Today, the red wolf population is about 120, most scattered at 22 zoos across the country. "In the last three years, the population has doubled, and the reason it has doubled is because of zoos," Smith says.
The program has been so successful that the federal government has begun reintroducing about 20 red wolves into the wild at seaside wildlife refuges in North Carolina, South Carolina, Mississippi and Florida.
Nevertheless, "it's far too early to say the red wolf has successfully recovered," says Rupert Cutler, the former Defenders of Wildlife chief and Explore environmental director.
The Explore-Mill Mountain Zoo effort still has to be accepted into the red wolf species survival program, but Poff is hopeful that the first wolves could arrive "in a matter of months."
In the meantime, Poff and Cutler hope to pick out other endangered North American species they could breed at the Explore site. Besides the land, Poff says, Explore offers something else unusual in the zoo world: a commitment to North American wildlife.
"When we talk about conservation, people talk about something on other continents," Poff says, "but there are some exciting things going on around here." From the Southern flying squirrel to the Florida panther, North America's endangered species are as interesting as those on any other continent, Cutler says.
By starting with breeding programs now and building the zoo itself later, Explore is evolving backward from the way other zoos have. But because of that, Poff says, Explore "could wind up being some of the things all zoos talk about."
For Explore, the red wolf represents a chance to get some meaningful programs under way before the park itself is built, as well as to validate its environmental credentials with potential donors, Ewert says.
For Mill Mountain Zoo, the benefits of the breeding program with Explore are less clear.
Poff cautions that zoo supporters shouldn't draw the conclusion that the zoo is becoming part of Explore - or stretching itself too thin when other projects, such as the Siberian tiger habitat and the beaver habitat, remain uncompleted.
She notes that the cooperation with Explore is the first concrete example of the larger environmental mission that was sought when the zoo's governing body changed its name to the Blue Ridge Zoological Society in 1988.
If Mill Mountain is to gain its long-sought accreditation by the American Association of Zoological Parks and Aquariums, the zoo has to expand its facility plus increase its funding, Poff says.
A breeding program with Explore may be one way to get started on that, she says. "If we get the red wolf program going, that way we could show people something," she says.

(WRITTEN EXERCISE 1) Name every state where the red wolf article above says the federal government has begun reintroducing red wolves into the wild.

(MATERIAL PROVIDED)
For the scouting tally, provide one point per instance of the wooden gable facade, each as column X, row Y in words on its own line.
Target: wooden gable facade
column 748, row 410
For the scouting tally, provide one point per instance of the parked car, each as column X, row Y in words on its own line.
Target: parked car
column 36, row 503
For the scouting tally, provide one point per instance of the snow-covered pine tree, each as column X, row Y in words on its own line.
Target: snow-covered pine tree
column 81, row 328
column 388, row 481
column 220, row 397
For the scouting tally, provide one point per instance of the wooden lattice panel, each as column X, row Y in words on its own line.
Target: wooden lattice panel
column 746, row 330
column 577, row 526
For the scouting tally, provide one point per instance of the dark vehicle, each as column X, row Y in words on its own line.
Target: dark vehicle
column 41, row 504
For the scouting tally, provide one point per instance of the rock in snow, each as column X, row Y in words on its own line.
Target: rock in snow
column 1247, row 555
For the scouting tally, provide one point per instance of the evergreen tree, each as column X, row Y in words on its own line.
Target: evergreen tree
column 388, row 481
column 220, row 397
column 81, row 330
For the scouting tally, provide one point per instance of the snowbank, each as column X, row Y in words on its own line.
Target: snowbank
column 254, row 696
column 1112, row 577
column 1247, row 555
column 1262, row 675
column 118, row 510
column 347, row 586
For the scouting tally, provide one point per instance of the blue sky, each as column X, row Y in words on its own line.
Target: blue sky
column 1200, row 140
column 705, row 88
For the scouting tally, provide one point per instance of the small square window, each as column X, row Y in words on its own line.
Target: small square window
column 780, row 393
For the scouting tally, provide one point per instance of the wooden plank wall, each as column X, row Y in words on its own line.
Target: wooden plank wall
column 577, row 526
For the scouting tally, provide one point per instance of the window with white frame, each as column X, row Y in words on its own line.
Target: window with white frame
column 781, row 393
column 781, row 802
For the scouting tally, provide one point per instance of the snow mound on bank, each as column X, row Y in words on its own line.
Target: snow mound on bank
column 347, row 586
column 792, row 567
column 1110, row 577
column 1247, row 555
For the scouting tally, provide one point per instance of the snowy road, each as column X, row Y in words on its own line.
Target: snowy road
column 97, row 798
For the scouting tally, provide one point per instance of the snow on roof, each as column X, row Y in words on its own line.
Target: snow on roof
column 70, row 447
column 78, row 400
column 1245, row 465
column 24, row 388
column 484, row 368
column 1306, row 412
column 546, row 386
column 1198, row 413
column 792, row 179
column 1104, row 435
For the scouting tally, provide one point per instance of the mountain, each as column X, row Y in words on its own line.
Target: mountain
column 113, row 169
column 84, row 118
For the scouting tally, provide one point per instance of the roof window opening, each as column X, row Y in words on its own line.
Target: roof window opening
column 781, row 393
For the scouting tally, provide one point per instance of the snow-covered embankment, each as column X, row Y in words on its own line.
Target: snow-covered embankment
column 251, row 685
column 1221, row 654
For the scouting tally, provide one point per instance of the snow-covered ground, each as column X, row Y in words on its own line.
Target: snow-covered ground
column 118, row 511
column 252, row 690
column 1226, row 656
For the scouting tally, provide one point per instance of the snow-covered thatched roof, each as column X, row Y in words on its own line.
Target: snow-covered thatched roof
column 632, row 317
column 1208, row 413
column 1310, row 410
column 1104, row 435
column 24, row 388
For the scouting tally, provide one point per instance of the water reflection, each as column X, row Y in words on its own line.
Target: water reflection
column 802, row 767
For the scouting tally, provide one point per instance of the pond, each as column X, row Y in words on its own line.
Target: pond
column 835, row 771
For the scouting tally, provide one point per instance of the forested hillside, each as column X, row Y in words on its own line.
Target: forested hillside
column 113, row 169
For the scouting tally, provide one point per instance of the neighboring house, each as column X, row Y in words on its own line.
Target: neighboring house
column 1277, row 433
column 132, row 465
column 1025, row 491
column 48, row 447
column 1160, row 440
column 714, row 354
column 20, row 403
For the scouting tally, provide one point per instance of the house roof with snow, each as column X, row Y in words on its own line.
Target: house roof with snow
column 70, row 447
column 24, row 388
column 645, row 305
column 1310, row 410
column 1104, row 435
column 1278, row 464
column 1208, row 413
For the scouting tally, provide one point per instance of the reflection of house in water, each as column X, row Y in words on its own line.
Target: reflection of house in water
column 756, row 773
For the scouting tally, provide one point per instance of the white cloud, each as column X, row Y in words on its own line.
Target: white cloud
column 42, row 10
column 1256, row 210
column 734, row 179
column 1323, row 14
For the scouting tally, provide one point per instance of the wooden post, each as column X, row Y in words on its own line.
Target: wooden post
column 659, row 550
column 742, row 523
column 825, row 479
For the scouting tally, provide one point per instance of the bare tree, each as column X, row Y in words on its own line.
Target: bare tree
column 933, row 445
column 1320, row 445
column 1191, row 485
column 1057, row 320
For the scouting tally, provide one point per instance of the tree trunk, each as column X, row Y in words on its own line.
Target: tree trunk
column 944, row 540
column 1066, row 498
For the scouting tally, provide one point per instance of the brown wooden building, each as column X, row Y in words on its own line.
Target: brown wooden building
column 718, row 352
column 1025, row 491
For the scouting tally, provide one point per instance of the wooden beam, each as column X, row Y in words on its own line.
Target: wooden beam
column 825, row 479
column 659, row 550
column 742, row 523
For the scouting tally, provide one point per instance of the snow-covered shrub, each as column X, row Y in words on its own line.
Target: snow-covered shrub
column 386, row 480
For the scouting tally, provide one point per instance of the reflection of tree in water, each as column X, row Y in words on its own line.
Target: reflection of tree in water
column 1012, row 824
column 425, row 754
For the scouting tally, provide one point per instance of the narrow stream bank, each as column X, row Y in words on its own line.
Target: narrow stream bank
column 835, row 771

(WRITTEN EXERCISE 2) Copy out the part of the listing that opens with the line containing "the reflection of tree" and runs through the end of the listing.

(FULL ANSWER 1) North Carolina, South Carolina, Mississippi, Florida

(FULL ANSWER 2)
For the scouting tally, provide one point per instance of the reflection of tree in water, each as column X, row Y in words on its own line.
Target: reflection of tree in water
column 1012, row 824
column 425, row 754
For the scouting tally, provide one point per instance of the narrow stream bank, each as column X, row Y in words on its own line.
Target: narrow stream bank
column 835, row 771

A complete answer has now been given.